>> begin DATASET RECORDS

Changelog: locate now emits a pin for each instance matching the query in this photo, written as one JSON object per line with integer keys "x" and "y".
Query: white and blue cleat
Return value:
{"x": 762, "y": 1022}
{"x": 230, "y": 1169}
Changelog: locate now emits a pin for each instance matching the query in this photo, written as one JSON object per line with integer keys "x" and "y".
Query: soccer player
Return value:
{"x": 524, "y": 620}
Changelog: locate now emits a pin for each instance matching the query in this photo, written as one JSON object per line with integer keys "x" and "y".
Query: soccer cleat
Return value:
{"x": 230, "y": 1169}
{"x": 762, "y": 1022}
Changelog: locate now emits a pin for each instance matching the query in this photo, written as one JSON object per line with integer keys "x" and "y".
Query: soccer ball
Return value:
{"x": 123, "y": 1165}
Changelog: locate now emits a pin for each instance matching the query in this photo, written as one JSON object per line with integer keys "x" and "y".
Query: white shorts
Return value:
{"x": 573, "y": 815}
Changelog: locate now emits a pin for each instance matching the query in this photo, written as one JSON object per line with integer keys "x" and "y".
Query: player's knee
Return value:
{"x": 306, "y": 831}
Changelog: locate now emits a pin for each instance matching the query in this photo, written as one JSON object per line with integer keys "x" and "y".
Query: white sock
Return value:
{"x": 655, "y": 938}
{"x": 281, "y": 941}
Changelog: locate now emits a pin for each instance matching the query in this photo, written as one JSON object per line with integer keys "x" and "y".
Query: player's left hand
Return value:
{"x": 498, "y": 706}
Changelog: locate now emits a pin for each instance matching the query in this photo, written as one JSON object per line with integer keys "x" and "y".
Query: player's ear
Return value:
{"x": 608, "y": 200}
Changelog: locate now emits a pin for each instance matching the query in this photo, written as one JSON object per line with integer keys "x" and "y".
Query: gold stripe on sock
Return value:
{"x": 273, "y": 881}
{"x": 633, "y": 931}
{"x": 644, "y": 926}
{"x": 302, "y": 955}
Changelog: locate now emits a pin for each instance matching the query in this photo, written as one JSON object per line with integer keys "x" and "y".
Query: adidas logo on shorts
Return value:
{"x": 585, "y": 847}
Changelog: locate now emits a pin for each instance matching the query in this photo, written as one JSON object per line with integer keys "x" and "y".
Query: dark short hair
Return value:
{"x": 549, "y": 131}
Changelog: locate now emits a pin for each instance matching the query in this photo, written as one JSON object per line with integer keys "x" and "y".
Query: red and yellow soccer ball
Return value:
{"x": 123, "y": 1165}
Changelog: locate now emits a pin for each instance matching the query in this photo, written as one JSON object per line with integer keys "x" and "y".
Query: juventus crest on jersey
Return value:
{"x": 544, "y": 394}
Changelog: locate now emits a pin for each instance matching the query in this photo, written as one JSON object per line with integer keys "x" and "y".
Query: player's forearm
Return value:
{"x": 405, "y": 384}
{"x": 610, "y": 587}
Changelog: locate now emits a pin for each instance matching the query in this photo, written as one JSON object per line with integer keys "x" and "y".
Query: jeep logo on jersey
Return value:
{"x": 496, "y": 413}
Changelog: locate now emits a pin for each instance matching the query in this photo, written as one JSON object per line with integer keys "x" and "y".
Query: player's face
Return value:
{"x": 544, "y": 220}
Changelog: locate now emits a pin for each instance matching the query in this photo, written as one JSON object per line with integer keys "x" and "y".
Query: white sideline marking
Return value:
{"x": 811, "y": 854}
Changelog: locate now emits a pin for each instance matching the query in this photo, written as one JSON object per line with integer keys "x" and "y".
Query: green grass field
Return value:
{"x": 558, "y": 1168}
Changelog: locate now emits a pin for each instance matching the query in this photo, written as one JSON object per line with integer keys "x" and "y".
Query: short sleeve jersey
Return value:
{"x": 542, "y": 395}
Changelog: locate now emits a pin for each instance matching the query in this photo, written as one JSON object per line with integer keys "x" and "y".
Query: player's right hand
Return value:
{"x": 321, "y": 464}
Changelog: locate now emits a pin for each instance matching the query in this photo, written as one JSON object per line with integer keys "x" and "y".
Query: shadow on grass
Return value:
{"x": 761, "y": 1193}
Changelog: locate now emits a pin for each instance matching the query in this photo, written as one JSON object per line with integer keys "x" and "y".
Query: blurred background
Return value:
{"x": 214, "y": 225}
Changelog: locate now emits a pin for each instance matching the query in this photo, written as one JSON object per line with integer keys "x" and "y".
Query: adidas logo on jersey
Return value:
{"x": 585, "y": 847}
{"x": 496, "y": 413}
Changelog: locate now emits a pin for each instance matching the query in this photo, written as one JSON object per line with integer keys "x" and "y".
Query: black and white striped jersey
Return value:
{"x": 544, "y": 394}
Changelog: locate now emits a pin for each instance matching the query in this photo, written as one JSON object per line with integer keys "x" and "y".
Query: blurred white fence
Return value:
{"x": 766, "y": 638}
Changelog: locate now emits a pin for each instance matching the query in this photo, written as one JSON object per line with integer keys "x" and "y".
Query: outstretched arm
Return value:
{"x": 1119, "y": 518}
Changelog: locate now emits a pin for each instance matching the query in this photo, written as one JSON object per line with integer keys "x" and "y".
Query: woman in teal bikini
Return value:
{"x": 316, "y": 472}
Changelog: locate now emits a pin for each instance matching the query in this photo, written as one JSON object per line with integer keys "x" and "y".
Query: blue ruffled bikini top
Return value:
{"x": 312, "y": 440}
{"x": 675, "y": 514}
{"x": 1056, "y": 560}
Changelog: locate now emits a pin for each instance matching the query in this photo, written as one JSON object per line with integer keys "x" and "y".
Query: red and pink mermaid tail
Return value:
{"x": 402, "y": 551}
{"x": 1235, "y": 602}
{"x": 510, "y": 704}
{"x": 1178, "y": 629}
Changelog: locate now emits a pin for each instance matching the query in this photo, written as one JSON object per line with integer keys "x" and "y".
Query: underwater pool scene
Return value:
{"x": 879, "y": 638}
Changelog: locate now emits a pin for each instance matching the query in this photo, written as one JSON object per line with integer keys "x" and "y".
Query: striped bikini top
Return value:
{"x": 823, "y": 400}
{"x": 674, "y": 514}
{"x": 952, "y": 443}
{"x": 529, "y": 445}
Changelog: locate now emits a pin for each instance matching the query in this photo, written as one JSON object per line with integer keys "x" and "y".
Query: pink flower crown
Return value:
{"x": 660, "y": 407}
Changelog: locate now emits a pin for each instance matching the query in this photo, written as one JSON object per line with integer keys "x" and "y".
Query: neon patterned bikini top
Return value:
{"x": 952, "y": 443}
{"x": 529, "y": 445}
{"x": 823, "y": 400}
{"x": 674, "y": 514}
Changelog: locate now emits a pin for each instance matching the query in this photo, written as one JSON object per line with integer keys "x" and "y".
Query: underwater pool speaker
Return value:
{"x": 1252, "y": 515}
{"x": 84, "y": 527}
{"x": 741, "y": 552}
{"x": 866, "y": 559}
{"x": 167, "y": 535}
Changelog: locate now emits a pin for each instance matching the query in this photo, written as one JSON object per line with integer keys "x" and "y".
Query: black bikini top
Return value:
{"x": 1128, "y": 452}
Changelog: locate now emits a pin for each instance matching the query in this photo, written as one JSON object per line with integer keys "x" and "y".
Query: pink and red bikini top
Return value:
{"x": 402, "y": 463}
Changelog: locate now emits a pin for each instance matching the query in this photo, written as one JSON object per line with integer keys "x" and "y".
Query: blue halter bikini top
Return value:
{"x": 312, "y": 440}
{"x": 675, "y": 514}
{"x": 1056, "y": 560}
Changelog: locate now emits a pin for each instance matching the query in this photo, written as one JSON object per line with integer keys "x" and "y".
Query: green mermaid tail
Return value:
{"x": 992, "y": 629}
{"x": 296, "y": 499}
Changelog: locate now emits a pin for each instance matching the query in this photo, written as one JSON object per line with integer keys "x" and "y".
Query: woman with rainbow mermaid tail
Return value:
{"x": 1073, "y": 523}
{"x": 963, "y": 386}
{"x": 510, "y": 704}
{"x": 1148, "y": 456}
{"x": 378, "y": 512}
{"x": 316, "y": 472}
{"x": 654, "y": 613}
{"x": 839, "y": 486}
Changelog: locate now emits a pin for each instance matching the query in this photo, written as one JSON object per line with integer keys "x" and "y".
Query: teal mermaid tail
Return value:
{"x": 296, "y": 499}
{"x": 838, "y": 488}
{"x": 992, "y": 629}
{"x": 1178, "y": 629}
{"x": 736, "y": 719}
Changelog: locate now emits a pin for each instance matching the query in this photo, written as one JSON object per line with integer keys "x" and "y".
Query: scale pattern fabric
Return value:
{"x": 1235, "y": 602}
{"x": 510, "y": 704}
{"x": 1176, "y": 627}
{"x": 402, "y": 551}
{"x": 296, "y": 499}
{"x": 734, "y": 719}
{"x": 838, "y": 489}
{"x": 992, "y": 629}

>> end DATASET RECORDS

Show every line of the records above that contains the word "bikini", matching case exactly.

Query: woman in teal bikini
Query: blue ruffled bikini top
Query: striped bikini top
Query: neon patterned bikini top
Query: black bikini top
Query: pink and red bikini top
Query: blue halter bikini top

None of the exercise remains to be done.